[Natural-language object grounding data]
■ ■ ■ ■ ■
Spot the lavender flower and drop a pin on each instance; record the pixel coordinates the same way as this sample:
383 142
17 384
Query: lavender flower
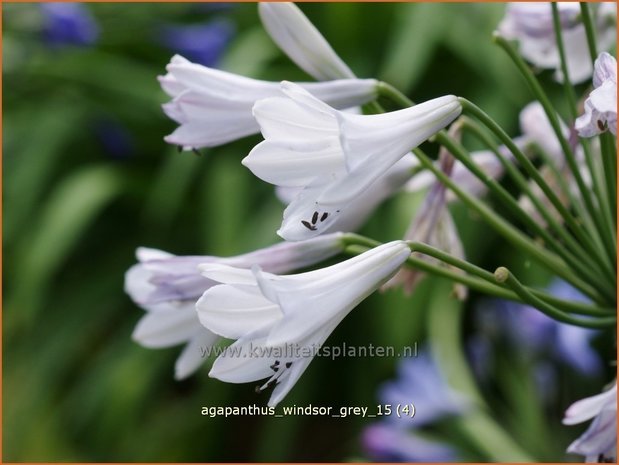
385 443
68 24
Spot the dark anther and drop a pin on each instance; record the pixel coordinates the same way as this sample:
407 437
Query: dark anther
308 226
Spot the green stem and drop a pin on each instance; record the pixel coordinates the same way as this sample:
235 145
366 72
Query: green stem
589 30
567 84
503 275
514 236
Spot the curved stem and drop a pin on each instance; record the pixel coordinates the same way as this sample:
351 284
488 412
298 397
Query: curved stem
503 275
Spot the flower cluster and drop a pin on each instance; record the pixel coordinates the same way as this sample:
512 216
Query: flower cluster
333 155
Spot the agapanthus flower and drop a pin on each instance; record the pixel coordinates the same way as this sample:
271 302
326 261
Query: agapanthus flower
202 43
214 107
421 383
433 225
68 23
528 328
168 286
383 442
334 156
300 40
599 442
601 106
366 203
280 321
531 23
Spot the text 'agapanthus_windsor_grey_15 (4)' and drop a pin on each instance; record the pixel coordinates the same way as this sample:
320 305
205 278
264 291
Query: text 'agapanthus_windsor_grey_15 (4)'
336 148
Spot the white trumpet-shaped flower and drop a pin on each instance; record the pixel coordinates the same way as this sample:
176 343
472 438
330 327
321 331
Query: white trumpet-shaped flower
■ ■ ■ ■ ■
▶ Task to carry out: What you return must match the records line for line, with the pictures left out.

▶ Output:
Spot the lavender flower and drop a pin on each instance; record the pixel coordinates the same way as this sample:
383 142
17 384
Query: lavender flower
385 443
68 24
Spot the dark anther and drop a pin on each instance; record the pixel coordinates the same way as this sample:
407 437
Query: dark anther
308 226
Spot the green stem and drop a pin on each instance; record the pixel coordinates the same way as this sample:
235 145
366 72
Query: green stem
589 30
567 84
503 275
514 236
Spot the curved stem and drop a pin on each instance; record the pixel coordinates the same way as this sample:
351 284
488 412
298 397
Query: curved stem
503 275
Spot the flower cluster and drop a pin on each instance; record the pixel coordinates the same way as this sample:
512 216
Query: flower cluster
333 155
Spot the agapanthus flower and drop a pin on each instance; record the pixel coordinates the same way as this sample:
271 302
326 261
Query: agapanthus flower
202 43
214 107
421 383
433 225
68 23
528 328
168 286
383 442
334 156
300 40
599 442
601 106
366 203
280 321
531 23
Spot the text 'agapanthus_windsor_grey_15 (4)' and drop a pin on each instance; record the pixel coordinates the same way as this sample:
320 305
205 278
264 291
Query: text 'agapanthus_windsor_grey_15 (4)'
336 148
Spot the white trumpet-shaped flower and drop a pin on each instance; record the pixel coordinates the same way as this sample:
176 343
472 438
330 327
321 331
Query: white trumpet-shaped flower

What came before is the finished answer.